_抜粋_:
○ ○ ○ ○ ○

落とし穴
中学1年生のとき、初めてギターを手にして同級生と一緒にバンドを始めました。
そのバンドでベースを担当していたみっくんの家が建築屋さんで、
そいつんちの庭になぜか2両の貨物列車(!)が放置してあったので
毎週末、部活をサボってはその列車に集ってシコシコと練習をしておりました。
今考えると練習スタジオではなく、
そんなところで練習をするなんて結構面白い環境ですね。
その頃、地元のライブハウスは潰れてしまっていたので、
(存在していたとしても出演できたかどうかはわからないけど)
人さまにバンドをお見せする機会は学園祭くらいしかありませんでした。
ぼくの行っていた中学校は、たいした特色もないのですが、
なぜか学園祭に必ずバンドが出演しなければならないという暗黙の掟があり
それはぼくが中学に入る10数年くらい前から続いていることでした。
ぼくが中1のときは、
そのときの3年生がドラムとボーカルレスのメタルバンドという少し難解なバンドで出演して
その翌年はひとつ上の先輩の女の子バンドが、プリンセス・プリンセスのコピーバンドで出演しておりました。

○ ○ ○ ○ ○

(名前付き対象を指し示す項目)

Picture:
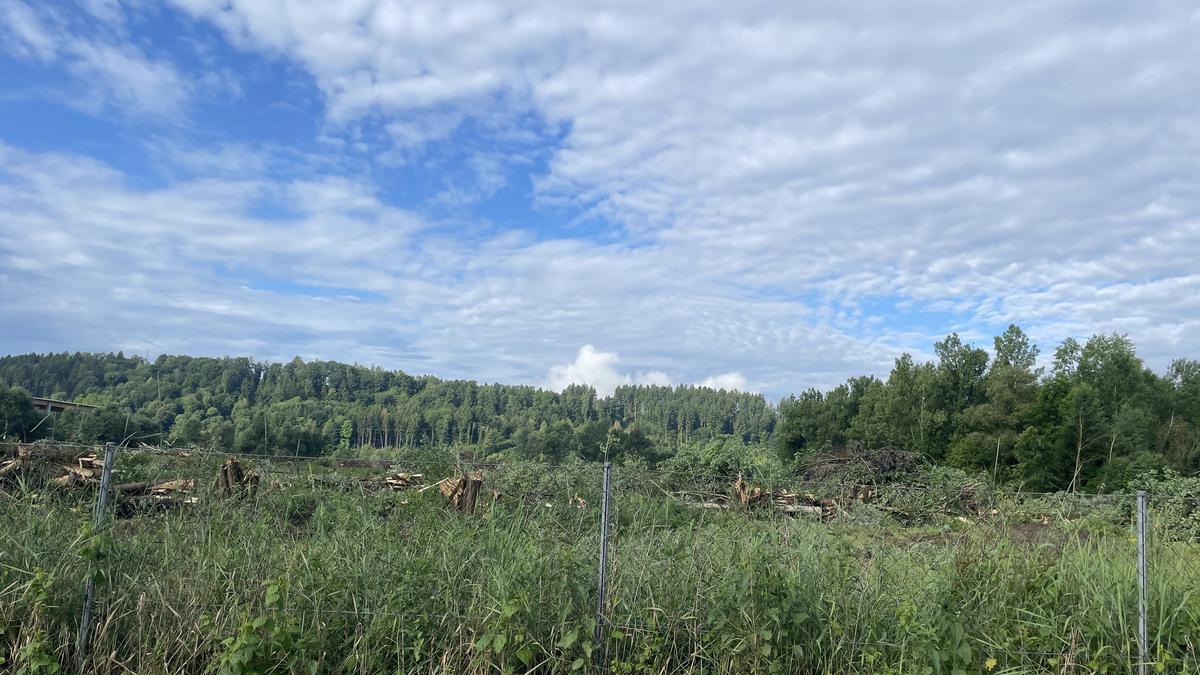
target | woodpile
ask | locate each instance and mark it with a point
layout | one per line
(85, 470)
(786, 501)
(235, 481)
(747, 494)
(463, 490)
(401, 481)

○ ○ ○ ○ ○

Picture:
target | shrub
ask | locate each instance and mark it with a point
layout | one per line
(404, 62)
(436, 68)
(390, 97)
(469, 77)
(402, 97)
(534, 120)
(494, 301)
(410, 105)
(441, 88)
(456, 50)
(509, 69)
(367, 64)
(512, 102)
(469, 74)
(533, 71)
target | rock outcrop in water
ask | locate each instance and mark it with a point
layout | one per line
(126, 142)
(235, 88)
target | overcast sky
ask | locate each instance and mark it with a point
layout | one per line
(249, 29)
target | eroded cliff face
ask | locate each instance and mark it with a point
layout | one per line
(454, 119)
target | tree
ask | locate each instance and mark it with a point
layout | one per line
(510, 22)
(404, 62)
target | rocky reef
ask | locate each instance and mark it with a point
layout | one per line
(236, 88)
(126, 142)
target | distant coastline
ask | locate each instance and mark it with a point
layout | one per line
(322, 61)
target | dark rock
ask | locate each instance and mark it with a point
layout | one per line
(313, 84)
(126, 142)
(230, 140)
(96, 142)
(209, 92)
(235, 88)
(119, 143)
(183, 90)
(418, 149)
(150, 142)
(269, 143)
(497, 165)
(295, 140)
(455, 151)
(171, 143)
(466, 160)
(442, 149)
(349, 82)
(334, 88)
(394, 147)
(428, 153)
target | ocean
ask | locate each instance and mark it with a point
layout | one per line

○ ○ ○ ○ ○

_作業内容_:
A – 中学時代のバンドに関する文章によると、バンドのメンバーは毎週末どこに集まって練習していましたか。
B – 中学時代のバンドに関する文章を、最後の文の後から書き継いでください。

_課題別の回答_:
A – ベース担当のみっくんの家の庭に放置されていた、2両の貨物列車です。

B –
中学生がギターを始めた時、
誰もが陥りやすい『早弾きってスゲー!!』という感覚を、ぼくも持ち合わせていたので
当然、最初はヘビメタ&ハードロックのコピーバンドに勤しんでいて、
3年生になったらそういった類のバンドで学園祭に出ようと思っていたのですが
先輩方のライブを見てヘビメタよりもPOPな路線のほうが受けがいいと思い
大胆な方向性の変更を経て
ビートルズのコピーバンドでの出演しようという話になりました。
中学3年生で体験する初めてのライブ(学園祭)。
共演はウィンクのコピーユニットだったな。
ぼくらはビートルズの曲を何曲か演奏しました。
今考えると恐ろしく拙い演奏だったと思うのですが
それでも結構盛り上がりました。
英語の歌を歌詩カードを見ないで歌っているとか
思ったより音がでかいとか、
そういった盛り上がり方だったような気もしますが
当時のぼくらとしては
それでもそれなりの充実感ややってやった感があったので
その日の夜にバンドのメンバーが集まって
駅前の京楽飯店という深夜までやっている中華屋さんで小さな打ち上げ(食事)をしました。
打ち上げの最中に、今日のライブでいい気分になって調子に乗った誰かが
もう一度ライブをやろう!と言い出しました。
調子に乗った誰か=それはぼくです。
昔から調子に乗りやすかったんですね。
先述したように地元にライブハウスはないので、
みっくんちの貨物列車から機材を出して
広い庭にドラムとかアンプを設置してやったらどうだろうか?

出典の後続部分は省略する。